Documenttekst |
Leysen, Vaast

Uit NEVB Online
Ga naar: navigatie, zoeken

(Antwerpen 1 juni 1921).

Volgde humaniora aan het Antwerpse Sint-Lievenscollege en behaalde vervolgens het baccalaureaat in de wijsbegeerte (1942), het doctoraat in de rechten en het licentiaat in het notariaat (1943) aan de Katholieke Universiteit Leuven. Leysen ging in 1943 bij de Bank J. van Breda werken en was van 1950 tot aan zijn pensionering in 1986 beherend vennoot van de Groep J. van Breda en Co. In 1950 werd hij lector en in 1958 buitengewoon hoogleraar in de faculteit voor economische en sociale wetenschappen te Leuven. Bij de oprichting van de naamloze vennootschap De Tijd, uitgever van De Financieel-Economische Tijd, op 25 oktober 1967, werd hij lid van de raad van bestuur. Op 6 februari 1970 werd hij tot algemeen voorzitter van het Vlaams Economisch Verbond (VEV) verkozen. In 1970 werd hij de eerste ondervoorzitter van de Regionale Vereniging der Kamers van Koophandel en in oktober 1971 ondervoorzitter van de Gewestelijke Economische Raad voor Vlaanderen (GERV).

Van 1979 tot 1991 was Leysen ook voorzitter van de Vlaamse gemeenschap van het Belgische Rode Kruis. In die periode werden binnen deze organisatie de in 1972 begonnen structuurwijzigingen verder afgewerkt. Enkele uitschieters tijdens zijn voorzitterschap waren de splitsing van de bloedtransfusiediensten, de verdere splitsing van de administratieve diensten van het Rode Kruis en de financiële autonomie van de beide gemeenschappen.

Getoond materiaal |

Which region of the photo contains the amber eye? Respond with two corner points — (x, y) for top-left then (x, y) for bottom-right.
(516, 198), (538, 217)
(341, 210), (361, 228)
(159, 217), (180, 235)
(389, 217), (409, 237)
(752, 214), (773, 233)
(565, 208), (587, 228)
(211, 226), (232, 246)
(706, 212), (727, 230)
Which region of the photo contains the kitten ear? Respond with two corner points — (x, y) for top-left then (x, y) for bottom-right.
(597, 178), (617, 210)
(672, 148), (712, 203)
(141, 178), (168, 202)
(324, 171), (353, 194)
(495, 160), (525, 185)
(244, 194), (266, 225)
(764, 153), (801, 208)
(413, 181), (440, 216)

Schriftelijke opdracht |
Kun je de volledige tekst over Vaast Leysen letterlijk kopiëren? De gegevens heb je hier niet nodig.

Schriftelijk antwoord |
Leysen, Vaast

Uit NEVB Online
Ga naar: navigatie, zoeken

(Antwerpen 1 juni 1921).

Volgde humaniora aan het Antwerpse Sint-Lievenscollege en behaalde vervolgens het baccalaureaat in de wijsbegeerte (1942), het doctoraat in de rechten en het licentiaat in het notariaat (1943) aan de Katholieke Universiteit Leuven. Leysen ging in 1943 bij de Bank J. van Breda werken en was van 1950 tot aan zijn pensionering in 1986 beherend vennoot van de Groep J. van Breda en Co. In 1950 werd hij lector en in 1958 buitengewoon hoogleraar in de faculteit voor economische en sociale wetenschappen te Leuven. Bij de oprichting van de naamloze vennootschap De Tijd, uitgever van De Financieel-Economische Tijd, op 25 oktober 1967, werd hij lid van de raad van bestuur. Op 6 februari 1970 werd hij tot algemeen voorzitter van het Vlaams Economisch Verbond (VEV) verkozen. In 1970 werd hij de eerste ondervoorzitter van de Regionale Vereniging der Kamers van Koophandel en in oktober 1971 ondervoorzitter van de Gewestelijke Economische Raad voor Vlaanderen (GERV).

Van 1979 tot 1991 was Leysen ook voorzitter van de Vlaamse gemeenschap van het Belgische Rode Kruis. In die periode werden binnen deze organisatie de in 1972 begonnen structuurwijzigingen verder afgewerkt. Enkele uitschieters tijdens zijn voorzitterschap waren de splitsing van de bloedtransfusiediensten, de verdere splitsing van de administratieve diensten van het Rode Kruis en de financiële autonomie van de beide gemeenschappen.